:: Problem description ::
Number every line of the material below in order, skipping any blank lines.

:: Input ::
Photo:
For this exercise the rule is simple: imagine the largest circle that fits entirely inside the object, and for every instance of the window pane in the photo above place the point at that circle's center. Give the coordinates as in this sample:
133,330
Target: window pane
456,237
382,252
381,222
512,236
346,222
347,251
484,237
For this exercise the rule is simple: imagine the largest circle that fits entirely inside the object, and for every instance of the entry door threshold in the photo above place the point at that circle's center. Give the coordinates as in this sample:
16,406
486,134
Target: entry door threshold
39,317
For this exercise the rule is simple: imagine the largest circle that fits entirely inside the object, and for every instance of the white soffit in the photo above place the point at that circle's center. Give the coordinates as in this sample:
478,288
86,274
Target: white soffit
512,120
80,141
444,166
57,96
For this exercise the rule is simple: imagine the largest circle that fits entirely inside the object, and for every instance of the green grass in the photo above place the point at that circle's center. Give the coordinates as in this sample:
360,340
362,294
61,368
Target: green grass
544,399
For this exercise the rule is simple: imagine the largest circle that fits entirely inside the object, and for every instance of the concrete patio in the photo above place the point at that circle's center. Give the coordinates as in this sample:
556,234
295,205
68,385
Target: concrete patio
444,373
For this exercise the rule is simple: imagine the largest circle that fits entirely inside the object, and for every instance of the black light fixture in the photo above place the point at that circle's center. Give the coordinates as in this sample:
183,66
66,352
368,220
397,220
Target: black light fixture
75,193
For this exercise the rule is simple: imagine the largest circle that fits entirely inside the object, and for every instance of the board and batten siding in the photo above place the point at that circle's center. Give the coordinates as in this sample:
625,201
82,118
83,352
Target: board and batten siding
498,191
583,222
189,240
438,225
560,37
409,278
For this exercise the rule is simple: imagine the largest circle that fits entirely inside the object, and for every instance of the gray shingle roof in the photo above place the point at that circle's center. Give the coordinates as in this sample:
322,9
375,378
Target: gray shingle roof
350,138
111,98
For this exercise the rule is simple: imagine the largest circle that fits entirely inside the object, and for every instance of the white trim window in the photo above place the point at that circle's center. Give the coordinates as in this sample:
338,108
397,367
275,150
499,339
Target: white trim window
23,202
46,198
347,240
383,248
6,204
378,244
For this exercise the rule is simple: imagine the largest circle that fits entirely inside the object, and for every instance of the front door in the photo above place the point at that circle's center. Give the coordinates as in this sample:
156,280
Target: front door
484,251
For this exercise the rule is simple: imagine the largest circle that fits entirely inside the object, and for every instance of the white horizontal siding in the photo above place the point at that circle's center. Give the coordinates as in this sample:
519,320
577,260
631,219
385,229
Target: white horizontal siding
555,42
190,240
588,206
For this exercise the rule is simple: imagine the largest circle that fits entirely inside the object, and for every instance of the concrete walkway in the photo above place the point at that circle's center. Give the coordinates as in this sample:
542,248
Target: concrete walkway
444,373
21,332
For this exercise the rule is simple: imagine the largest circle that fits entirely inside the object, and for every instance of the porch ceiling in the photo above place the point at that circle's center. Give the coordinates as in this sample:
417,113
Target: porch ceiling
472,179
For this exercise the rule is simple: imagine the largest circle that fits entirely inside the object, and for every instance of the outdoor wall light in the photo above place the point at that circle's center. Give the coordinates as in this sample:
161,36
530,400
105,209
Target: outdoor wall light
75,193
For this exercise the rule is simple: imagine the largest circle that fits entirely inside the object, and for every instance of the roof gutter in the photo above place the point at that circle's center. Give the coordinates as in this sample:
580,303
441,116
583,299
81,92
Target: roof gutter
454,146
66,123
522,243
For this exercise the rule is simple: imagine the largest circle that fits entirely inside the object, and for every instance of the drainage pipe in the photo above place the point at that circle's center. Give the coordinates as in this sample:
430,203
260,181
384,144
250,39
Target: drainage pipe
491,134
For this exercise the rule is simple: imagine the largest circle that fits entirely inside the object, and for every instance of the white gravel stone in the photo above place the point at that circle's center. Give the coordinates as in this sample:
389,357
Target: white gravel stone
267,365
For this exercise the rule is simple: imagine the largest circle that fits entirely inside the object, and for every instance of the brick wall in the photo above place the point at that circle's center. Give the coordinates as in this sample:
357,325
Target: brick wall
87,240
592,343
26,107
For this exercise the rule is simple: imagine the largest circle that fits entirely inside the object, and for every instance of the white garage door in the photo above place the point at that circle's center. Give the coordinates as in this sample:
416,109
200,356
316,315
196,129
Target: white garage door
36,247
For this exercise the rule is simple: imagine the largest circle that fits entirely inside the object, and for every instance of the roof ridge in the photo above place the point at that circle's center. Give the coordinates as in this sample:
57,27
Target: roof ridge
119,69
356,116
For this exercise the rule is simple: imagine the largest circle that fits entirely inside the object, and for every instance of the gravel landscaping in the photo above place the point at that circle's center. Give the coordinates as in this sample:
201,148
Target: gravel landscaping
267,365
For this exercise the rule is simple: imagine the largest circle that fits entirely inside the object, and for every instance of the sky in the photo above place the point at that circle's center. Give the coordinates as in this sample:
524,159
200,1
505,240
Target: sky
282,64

:: Expected answer ::
1. Photo:
2. For this exercise the rule is simple: imagine the largest circle that fits entirely inside the object, and for every instance of the window pane in the photo above place the point at that circle's center. Give the coordinates as in this sample:
3. 133,330
4. Target: window pane
5. 456,237
6. 382,252
7. 381,222
8. 512,236
9. 346,222
10. 347,251
11. 484,237
12. For this exercise the rule is simple: imagine the largest circle that fits entirely inside the object, and for every instance of the entry door threshold in the photo above place the point at that circle's center. Give the coordinates as in this sample:
13. 16,406
14. 486,134
15. Target: entry door threshold
16. 39,317
17. For this exercise the rule is simple: imagine the largest circle that fits entirely inside the object, and for every instance of the white soffit in the photo above place the point at that circle's center. Give the coordinates as in this sample:
18. 478,288
19. 86,274
20. Target: white soffit
21. 512,120
22. 80,141
23. 444,166
24. 57,96
25. For this exercise the rule is simple: imagine the largest circle that fits entirely inside the object, and for every instance of the green grass in the photo above place the point at that circle's center. Give the coordinates as in this sample:
26. 360,340
27. 362,294
28. 61,368
29. Target: green grass
30. 544,399
31. For this exercise the rule is simple: imagine the largest circle that fits entirely inside the object, and for every instance of the concrete patio in the photo above place the point at that circle's center. Give the coordinates as in this sample:
32. 556,234
33. 295,205
34. 68,385
35. Target: concrete patio
36. 444,373
37. For this exercise the rule is simple: imagine the largest circle that fits entirely inside the object, and for every instance of the black light fixture in the photo above place the point at that circle's center. Give the coordinates as in this sample:
38. 183,66
39. 66,352
40. 368,220
41. 397,220
42. Target: black light fixture
43. 75,193
44. For this exercise the rule is simple: imagine the largest circle that fits entirely inside the object, and for every instance of the board and batten siding in the photo above place the point at that circle's center. Give the coordinates as in this sample:
45. 625,201
46. 82,118
47. 83,352
48. Target: board and batten siding
49. 498,191
50. 583,222
51. 189,240
52. 438,225
53. 560,37
54. 409,278
55. For this exercise the rule is simple: imagine the largest circle that fits entirely inside the object, and for every instance of the gray shingle roof in the photo above place the point at that circle's center. Give the coordinates as in this sample:
56. 322,9
57. 375,378
58. Target: gray shingle roof
59. 350,138
60. 111,98
61. For this exercise the rule is simple: imagine the largest circle that fits entirely inside the object, and for every instance of the white trim window in the photo above place the point at that circle's center. Give the coordinates as in this sample:
62. 338,108
63. 397,367
64. 275,150
65. 499,339
66. Target: white trim window
67. 23,202
68. 46,198
69. 347,240
70. 383,248
71. 6,204
72. 378,244
73. For this exercise the rule is simple: imagine the largest circle that fits entirely inside the object, and for every instance of the front door in the photo above place the point at that circle's center. Give the coordinates as in this sample:
74. 156,280
75. Target: front door
76. 484,251
77. For this exercise the rule is simple: imagine the largest circle that fits entirely inside the object, and for every instance of the white horizontal siding in the photo above place the point at that circle's center. Give the coordinates as in this sample:
78. 519,320
79. 577,260
80. 631,219
81. 385,229
82. Target: white horizontal siding
83. 555,42
84. 190,240
85. 588,206
86. For this exercise the rule is simple: imagine the largest circle that fits entirely inside the object, and for every instance of the concrete walkway in the photo above place the point at that circle's center. Give the coordinates as in this sample:
87. 542,248
88. Target: concrete walkway
89. 444,373
90. 21,332
91. For this exercise the rule is simple: imagine the largest circle that fits entirely inside the object, and for every instance of the porch ceiling in the photo above place the point at that circle's center. Give the coordinates as in this sample:
92. 417,113
93. Target: porch ceiling
94. 472,179
95. For this exercise the rule is simple: imagine the largest circle that fits entirely inside the object, and for every instance of the outdoor wall light in the photo above place the point at that circle's center. Give the coordinates as in this sample:
96. 161,36
97. 530,400
98. 105,209
99. Target: outdoor wall light
100. 75,193
101. For this exercise the rule is simple: imagine the largest circle that fits entirely inside the object, and for every instance of the roof gutter in the photo above place the point at that circle's center. Give the coordinates as in this sample:
102. 580,303
103. 441,116
104. 583,299
105. 81,92
106. Target: roof gutter
107. 454,146
108. 66,123
109. 522,243
110. For this exercise the rule is simple: imagine the largest circle that fits entirely inside the object, and for every instance of the drainage pipe in the photo above place the point at that circle's center. Give the coordinates as in this sample:
111. 430,203
112. 260,181
113. 384,144
114. 250,39
115. Target: drainage pipe
116. 491,134
117. For this exercise the rule is simple: imagine the largest circle that fits entirely inside the object, and for every instance of the white gravel stone in the photo above place the point at that circle's center. Give the coordinates as in this sample:
118. 389,357
119. Target: white gravel stone
120. 267,365
121. For this exercise the rule is simple: imagine the largest circle that fits entirely inside the object, and for every instance of the brick wall in the photo above place the point at that circle's center. Give the coordinates as in this sample:
122. 357,325
123. Target: brick wall
124. 87,240
125. 592,343
126. 26,107
127. For this exercise the rule is simple: imagine the largest circle that fits entirely inside the object, and for every instance of the white garage door in the photo above place the point at that circle's center. Give the coordinates as in this sample:
128. 416,109
129. 200,356
130. 316,315
131. 196,129
132. Target: white garage door
133. 36,247
134. For this exercise the rule is simple: imagine the largest circle that fits entirely inside the object, and for every instance of the roof ridge in the photo above place the point at that circle's center. Give the coordinates as in this sample:
135. 57,27
136. Target: roof ridge
137. 119,69
138. 356,116
139. For this exercise the rule is simple: imagine the largest circle that fits entirely inside the object, and for every instance of the gravel landscaping in the photo above place the point at that circle's center. Give the coordinates as in this sample:
140. 201,148
141. Target: gravel landscaping
142. 267,365
143. For this exercise the rule is simple: imagine the largest circle that fits entirely inside the object, and for every instance of the sky in the photo above place the point at that circle's center. Give the coordinates as in this sample:
144. 524,159
145. 200,1
146. 505,240
147. Target: sky
148. 282,64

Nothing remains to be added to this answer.